▶ YOUR TASK
Print the forum post on jaw anatomy word for word, from "The bones there" to "or just genetics.".

▶ EXCERPT TO READ
The bones there are smaller for some reason, meaning the jaw bone. This could be lack of certain substances leading to too little growth or just genetics.
All the muscles and tendons are still in place pushing the skin outwards, so you get odd bulges which would usually be around the (chin)bone there but are now not around but solely present. the bulge depends on the amount of usage of the muscles.

These are just simple things. Otherwise you need to be familiar with the basics of the human form to get to why it appears a certain way. So it's either, understand the anatomy first and then try and find the deviations from it, or 'what would you like to be using variations for?'. I'm busy with the second since I see no point in discussing all the various differences on a board for art theory because they are simply out there for the viewing and observing and are obviously countless, not theoretic at all. Then again, from an 'art theory' point of view, there are things to discuss, the usage of them visually. Which relates perception of others and ofcourse inevitably to beauty and ugliness. So again to be on topic, what's it your asking about? I mean you are on the art theories and discussion forum and not the artistic anatomy forum, so, I don't get your point. I might have been off topic responding to some issues posed, which was in good fun I believe. But it was all off topic anyway. The sage up there mentions beauty ideals, should we discuss this now?

(Dataset entries)

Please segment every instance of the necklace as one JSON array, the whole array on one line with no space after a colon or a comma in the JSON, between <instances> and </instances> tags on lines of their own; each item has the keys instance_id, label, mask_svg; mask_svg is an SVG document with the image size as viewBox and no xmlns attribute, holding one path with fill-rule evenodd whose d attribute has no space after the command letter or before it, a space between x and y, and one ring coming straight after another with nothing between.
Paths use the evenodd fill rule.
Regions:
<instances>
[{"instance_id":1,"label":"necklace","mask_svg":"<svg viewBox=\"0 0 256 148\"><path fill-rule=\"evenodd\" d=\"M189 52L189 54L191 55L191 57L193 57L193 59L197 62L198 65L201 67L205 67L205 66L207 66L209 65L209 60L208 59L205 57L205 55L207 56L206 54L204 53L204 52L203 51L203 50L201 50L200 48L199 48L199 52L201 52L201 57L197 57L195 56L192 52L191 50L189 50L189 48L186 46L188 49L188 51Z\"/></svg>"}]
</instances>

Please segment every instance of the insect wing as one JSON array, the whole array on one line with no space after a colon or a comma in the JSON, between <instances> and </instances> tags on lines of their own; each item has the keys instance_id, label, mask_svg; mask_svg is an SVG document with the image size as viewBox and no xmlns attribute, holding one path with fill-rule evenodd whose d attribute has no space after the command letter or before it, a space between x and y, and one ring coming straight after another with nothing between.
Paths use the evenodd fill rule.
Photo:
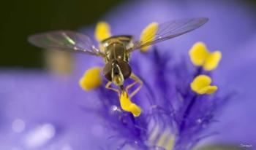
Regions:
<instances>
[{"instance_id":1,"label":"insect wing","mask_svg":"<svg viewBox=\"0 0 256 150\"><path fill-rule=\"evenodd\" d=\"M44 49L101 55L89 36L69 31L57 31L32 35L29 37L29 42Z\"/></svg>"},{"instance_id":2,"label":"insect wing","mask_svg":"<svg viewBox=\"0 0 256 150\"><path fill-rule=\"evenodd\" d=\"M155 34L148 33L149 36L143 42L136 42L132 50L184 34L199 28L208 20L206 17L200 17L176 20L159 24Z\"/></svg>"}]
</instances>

▶ RESULT FOR THIS EXERCISE
The bones there are smaller for some reason, meaning the jaw bone. This could be lack of certain substances leading to too little growth or just genetics.